BEGIN Data for review

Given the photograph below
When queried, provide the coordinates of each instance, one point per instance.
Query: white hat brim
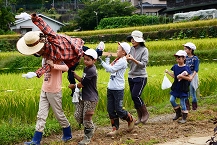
(138, 39)
(26, 50)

END Data for review

**Prompt**. Type out all of the records exactly, leaving out any picture.

**Response area**.
Given the photograph below
When queried, provide the coordinates of each instance, one point per instance.
Query: white hat brim
(138, 39)
(26, 50)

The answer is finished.